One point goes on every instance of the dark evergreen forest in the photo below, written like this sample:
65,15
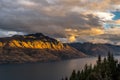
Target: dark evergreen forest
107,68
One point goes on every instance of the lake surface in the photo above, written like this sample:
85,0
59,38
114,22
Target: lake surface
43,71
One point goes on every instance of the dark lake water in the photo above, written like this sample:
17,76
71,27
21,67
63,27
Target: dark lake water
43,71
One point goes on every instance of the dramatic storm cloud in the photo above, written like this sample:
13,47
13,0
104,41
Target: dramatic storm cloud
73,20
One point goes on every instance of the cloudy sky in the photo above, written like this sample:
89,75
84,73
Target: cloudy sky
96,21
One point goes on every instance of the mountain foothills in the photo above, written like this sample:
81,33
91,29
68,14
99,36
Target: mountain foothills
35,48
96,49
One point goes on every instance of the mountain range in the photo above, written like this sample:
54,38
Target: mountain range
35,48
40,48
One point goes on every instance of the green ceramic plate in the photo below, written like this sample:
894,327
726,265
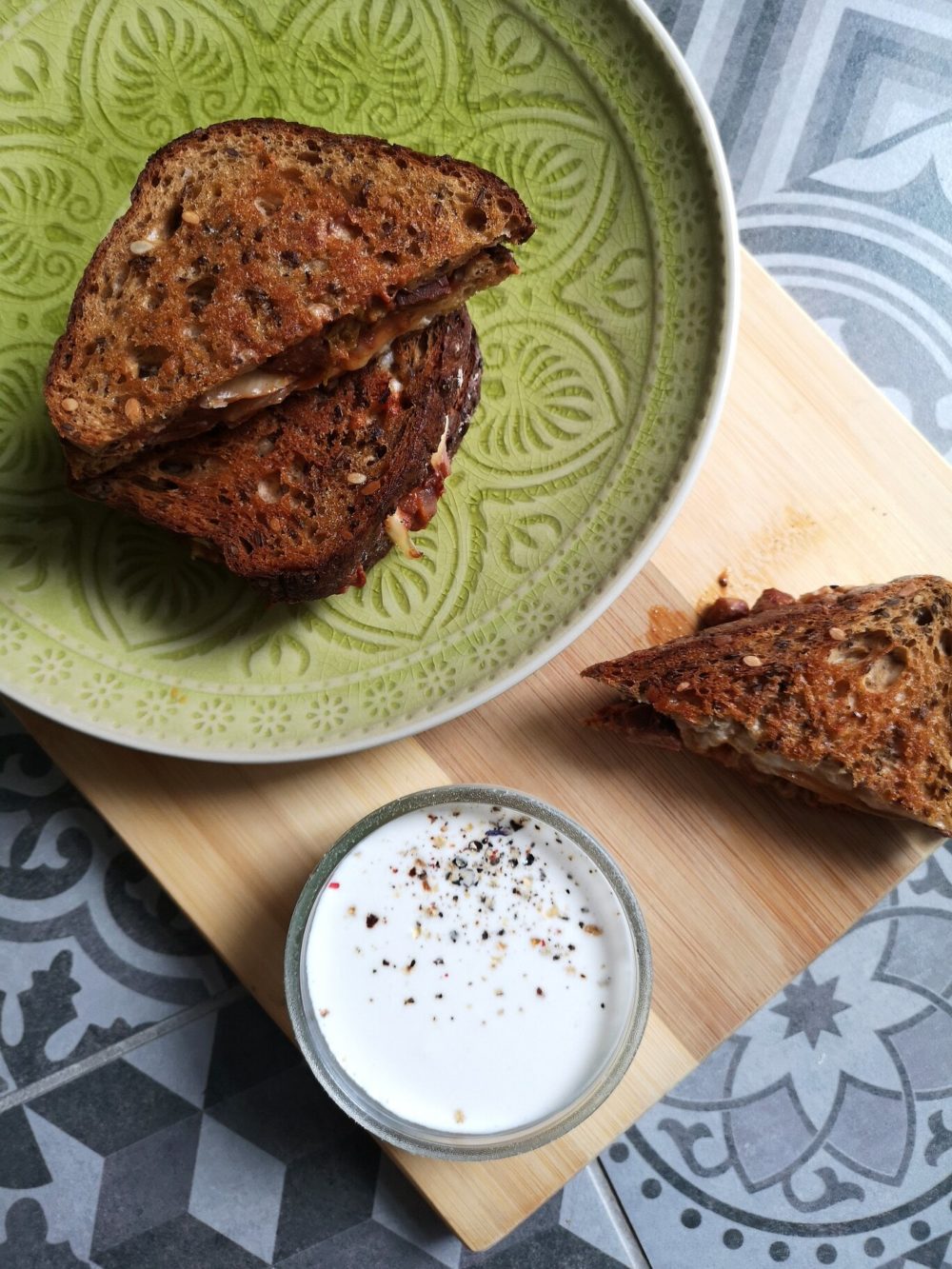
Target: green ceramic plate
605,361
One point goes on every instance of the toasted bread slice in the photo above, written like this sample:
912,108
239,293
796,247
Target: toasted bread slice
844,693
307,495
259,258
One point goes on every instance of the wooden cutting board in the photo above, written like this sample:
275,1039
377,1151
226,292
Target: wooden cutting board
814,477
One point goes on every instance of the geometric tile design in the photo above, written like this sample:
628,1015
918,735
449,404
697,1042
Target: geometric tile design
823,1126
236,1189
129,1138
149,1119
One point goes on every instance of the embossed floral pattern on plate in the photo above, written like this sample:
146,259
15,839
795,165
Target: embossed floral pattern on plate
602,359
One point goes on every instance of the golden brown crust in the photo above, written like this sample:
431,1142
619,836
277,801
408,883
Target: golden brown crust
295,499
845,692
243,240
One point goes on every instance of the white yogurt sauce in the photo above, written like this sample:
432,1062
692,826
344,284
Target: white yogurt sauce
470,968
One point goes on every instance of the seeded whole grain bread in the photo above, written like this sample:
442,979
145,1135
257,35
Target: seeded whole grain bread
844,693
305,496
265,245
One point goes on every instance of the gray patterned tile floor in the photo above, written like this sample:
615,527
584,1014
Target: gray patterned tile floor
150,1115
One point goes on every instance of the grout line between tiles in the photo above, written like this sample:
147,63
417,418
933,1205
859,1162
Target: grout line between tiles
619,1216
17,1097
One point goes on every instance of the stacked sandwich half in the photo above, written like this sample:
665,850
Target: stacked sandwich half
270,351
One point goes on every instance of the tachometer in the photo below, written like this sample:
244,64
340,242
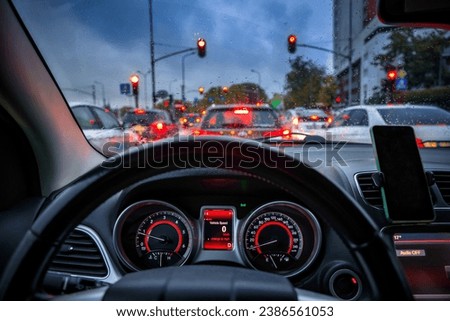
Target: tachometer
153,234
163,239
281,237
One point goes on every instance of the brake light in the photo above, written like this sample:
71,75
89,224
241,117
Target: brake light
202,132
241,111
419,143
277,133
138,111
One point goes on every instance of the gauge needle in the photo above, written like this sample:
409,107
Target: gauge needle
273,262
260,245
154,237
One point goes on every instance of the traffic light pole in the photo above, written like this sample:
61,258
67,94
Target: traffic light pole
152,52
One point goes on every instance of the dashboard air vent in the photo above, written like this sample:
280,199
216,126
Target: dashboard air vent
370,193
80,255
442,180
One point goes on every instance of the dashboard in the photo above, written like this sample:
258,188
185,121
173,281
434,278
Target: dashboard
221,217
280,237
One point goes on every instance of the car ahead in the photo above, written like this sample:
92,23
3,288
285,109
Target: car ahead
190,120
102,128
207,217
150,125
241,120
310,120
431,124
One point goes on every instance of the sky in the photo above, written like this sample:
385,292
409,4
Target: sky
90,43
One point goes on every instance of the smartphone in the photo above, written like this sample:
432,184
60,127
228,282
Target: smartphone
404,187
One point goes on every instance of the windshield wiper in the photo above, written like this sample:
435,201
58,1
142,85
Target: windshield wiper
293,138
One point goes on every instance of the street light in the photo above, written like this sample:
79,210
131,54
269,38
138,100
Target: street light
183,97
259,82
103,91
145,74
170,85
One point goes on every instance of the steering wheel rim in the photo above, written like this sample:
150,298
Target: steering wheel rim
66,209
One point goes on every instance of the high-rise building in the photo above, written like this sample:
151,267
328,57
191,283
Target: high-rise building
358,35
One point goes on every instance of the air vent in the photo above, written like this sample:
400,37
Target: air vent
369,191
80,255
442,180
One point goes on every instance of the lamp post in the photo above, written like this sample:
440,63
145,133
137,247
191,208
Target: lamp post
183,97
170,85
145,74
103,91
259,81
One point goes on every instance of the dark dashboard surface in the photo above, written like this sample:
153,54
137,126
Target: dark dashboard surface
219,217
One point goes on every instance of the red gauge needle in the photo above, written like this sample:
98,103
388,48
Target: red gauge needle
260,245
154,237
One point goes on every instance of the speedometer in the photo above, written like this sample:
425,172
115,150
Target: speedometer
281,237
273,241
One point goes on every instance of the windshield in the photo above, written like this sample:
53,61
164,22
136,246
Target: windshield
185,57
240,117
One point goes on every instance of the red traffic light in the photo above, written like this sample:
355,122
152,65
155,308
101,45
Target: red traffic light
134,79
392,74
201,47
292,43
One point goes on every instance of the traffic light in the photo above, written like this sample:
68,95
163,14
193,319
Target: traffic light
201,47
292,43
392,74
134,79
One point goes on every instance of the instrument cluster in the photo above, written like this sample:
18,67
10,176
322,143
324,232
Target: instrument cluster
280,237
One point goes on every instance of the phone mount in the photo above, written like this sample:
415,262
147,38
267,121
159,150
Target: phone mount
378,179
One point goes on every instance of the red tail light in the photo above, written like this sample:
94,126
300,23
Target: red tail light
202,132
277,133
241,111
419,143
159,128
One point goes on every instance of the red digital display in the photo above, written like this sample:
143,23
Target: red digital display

* * *

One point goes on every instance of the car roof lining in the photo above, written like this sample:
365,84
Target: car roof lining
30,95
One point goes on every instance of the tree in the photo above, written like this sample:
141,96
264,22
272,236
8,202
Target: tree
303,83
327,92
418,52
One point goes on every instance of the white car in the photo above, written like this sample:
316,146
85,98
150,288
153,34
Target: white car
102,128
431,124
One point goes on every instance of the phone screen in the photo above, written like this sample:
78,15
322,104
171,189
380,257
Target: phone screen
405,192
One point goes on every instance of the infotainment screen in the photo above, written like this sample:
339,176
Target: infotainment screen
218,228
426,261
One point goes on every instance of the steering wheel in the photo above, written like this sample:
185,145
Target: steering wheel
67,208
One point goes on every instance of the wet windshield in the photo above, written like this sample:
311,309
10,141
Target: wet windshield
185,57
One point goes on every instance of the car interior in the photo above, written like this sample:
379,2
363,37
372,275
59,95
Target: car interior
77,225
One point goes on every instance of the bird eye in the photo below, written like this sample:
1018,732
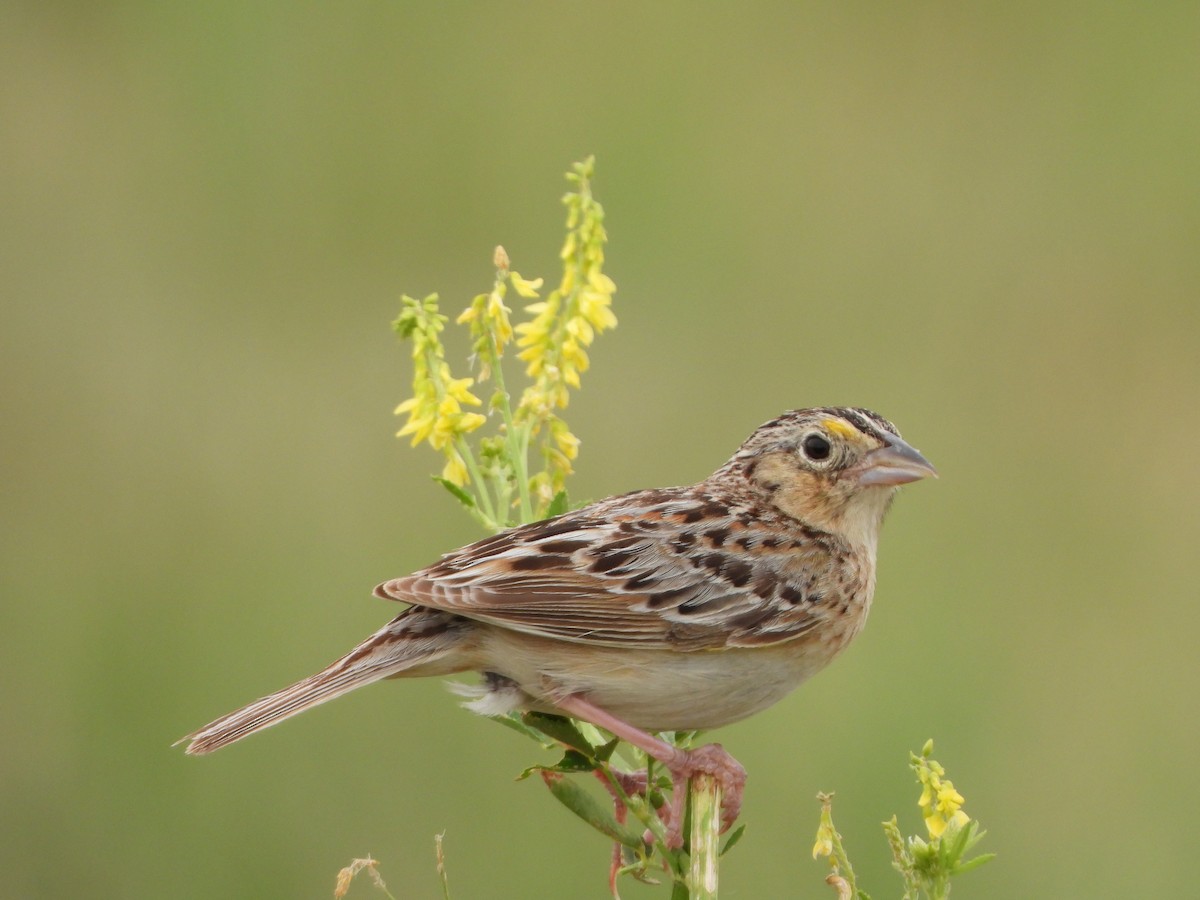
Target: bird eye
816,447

WHAT YOU HAVE TO DO: Pull out each line above that contains the word "gray", matching its capitalization exactly. Copy those lines unchanged, in their original order.

WRITTEN ANSWER:
One point goes on every instance of the gray patterned tile floor in the photo above, written like this sample:
Target: gray patterned tile floor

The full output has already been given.